ИСХОДНЫЙ ТЕКСТ:

.....

Затем сказал Рухлову, что у него не будет права баллов, хотя у Игоря еще ни одной отметки не было, нарезал его на следующем уроке и поставил чуть ли не восемь в четверти. Эти же угрозы повторял и другим воспитанникам. Слова Меклера «Я это им припомню», хотели поместить в подлинник так:
«Ich werde das ihnen erinnern»**, но узнав, что эта фраза неверна, решили ее перевести.
Около пяти часов Смирнов переписал этот акт, а вечером он был подписан всеми воспитанниками по алфавиту, а затем подан Веббу. День прошел вообще спокойно. Исповедь началась рано. Погода была чудная, так что много гуляли в саду. Класс же был весь забросан семечками. Более всего их ели от часу до четырех и истребили более чем на полтинник.
В субботу мы причастились и этим можно было бы закончить описание недели говения, но так как главный интерес в ней представляется меклеровская история, то мы и опишем теперь ее развязку.
В понедельник в 7 ч. 50 м. в класс вошел директор. Мы все собрались в классе. Речь Саломона поразила даже нас.
«Я рад, господа, — начал он, — что Вы наконец избрали тот единственно возможный и целесообразный путь для выяснения недоразумений между вами и преподавателями. Пока Вы устраивали скандалы, нам, начальству, оставалось только наказывать Вас. Теперь же я буду посредником между Вами и г. Меклером. Жаль, что Вы прибегли к этому способу лишь на третий год, (многие неприятности были бы иначе устранены), но по крайней мере случай с Вами послужит полезным прецедентом для будущих классов».
Саломон также заявил нам, что мы абсолютно не умеем составлять такого рода бумаги.
Во-первых, он составлен в слишком общих и даже неясных выражениях, а во-вторых, слог слишком резок. Нельзя, например, употреблять выражение: «поведение г-на Меклера» (слово это было помещено лишь вместо «грубости и дерзости г-на Меклера»). Затем директор попросил рассказать ему все по порядку, со всеми подробностями и не увлекаясь, чтобы он мог быть уверенным, что все нами сказанное — сущая правда. Разговор наш был прерван приходом самого Таты. Тата велел нам писать диктовку. Урок прошел очень спокойно, сравнительно с прежними, благодаря, конечно, присутствию директора, но все же привычка скандалить на этих уроках так въелась в нашу плоть и кровь, что порядок все же нельзя было назвать образцовым. По окончании диктовки Меклер начал спрашивать урок из Шиллера. Отвечали Эспехо29 и Сабуров.

.....

Данные разметки расположения объектов:

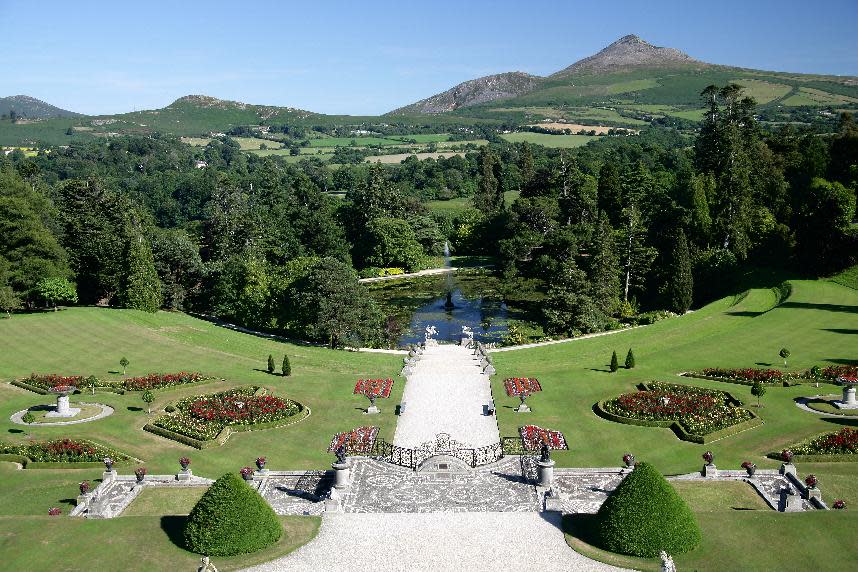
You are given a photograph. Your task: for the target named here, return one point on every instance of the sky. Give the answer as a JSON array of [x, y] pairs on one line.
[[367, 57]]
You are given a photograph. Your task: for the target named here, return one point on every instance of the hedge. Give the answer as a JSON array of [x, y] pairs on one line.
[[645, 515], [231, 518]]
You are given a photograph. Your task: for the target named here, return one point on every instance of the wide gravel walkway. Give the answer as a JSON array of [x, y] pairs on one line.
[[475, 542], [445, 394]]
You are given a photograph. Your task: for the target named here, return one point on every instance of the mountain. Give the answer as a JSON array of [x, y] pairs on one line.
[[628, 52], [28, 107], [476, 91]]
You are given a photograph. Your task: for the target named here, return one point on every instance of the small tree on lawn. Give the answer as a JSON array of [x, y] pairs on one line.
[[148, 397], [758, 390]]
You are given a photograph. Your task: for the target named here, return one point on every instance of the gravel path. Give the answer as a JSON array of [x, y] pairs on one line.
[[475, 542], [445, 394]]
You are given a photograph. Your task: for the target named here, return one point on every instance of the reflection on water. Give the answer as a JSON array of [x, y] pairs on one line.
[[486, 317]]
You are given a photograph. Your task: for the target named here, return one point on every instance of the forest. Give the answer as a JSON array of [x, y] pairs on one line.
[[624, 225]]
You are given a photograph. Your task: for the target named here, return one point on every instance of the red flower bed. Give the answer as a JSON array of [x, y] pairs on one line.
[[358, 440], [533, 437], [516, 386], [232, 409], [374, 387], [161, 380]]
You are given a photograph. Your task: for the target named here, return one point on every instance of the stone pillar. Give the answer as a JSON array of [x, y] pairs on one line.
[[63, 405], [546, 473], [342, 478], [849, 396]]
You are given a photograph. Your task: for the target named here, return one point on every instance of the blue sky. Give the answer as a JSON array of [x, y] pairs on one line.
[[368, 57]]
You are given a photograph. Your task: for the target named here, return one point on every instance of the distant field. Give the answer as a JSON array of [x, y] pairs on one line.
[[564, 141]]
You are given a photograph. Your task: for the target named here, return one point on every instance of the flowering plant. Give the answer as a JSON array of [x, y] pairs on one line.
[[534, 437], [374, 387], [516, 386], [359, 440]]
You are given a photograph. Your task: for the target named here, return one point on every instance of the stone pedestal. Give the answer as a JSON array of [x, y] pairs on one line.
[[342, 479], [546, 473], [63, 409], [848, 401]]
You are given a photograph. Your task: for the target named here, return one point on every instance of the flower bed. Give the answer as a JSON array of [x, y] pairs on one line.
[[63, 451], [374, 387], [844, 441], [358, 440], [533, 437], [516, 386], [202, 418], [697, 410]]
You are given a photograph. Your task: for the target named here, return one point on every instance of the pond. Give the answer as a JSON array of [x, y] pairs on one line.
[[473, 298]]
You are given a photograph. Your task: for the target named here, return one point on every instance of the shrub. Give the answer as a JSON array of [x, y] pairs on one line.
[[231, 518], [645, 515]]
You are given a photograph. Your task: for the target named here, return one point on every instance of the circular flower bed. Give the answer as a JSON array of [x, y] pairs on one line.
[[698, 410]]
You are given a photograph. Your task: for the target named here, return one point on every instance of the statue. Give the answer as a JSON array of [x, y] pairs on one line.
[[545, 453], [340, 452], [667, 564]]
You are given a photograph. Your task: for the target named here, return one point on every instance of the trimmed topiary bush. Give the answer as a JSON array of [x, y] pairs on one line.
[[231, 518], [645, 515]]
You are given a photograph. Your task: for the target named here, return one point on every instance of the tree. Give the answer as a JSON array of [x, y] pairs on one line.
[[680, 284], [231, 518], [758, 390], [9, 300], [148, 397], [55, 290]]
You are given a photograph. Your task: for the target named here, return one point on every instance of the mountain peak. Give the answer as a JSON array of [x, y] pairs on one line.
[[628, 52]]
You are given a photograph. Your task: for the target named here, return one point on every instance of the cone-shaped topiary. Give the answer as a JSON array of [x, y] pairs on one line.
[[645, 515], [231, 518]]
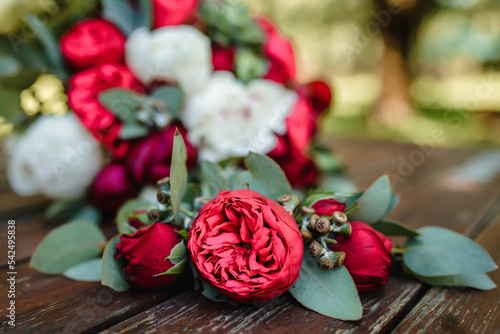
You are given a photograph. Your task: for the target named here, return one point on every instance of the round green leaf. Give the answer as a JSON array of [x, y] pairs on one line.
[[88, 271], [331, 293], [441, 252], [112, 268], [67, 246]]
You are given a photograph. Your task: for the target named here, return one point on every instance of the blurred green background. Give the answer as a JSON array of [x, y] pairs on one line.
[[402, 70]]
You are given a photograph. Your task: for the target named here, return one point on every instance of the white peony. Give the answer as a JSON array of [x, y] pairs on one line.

.....

ЗАДАНИЯ:
#1 Ответьте на вопросы по тексту, отметив ответы так же, как вопросы:
(a) В какой день недели причастились?
(b) В котором часу в понедельник в класс вошел директор?
(c) Кто отвечал урок из Шиллера?
#2 Оформите фрагмент строк данных в виде JSON-списка, где каждой строке соответствует одна строка списка, а пустые строки пропущены. Начните со строки, содержащей "of the tree.", и закончите строкой, содержащей "[[628, 52]]", включив обе эти строки.
Текст и строки представляют собой независимые друг от друга материалы.

ОТВЕТЫ:
#1
(a) В субботу.
(b) В 7 ч. 50 м.
(c) Эспехо и Сабуров.

#2
[
  "You are given a photograph. Your task: for the target named here, return one point on every instance of the tree. Give the answer as a JSON array of [x, y] pairs on one line.",
  "[[680, 284], [231, 518], [758, 390], [9, 300], [148, 397], [55, 290]]",
  "You are given a photograph. Your task: for the target named here, return one point on every instance of the mountain peak. Give the answer as a JSON array of [x, y] pairs on one line.",
  "[[628, 52]]"
]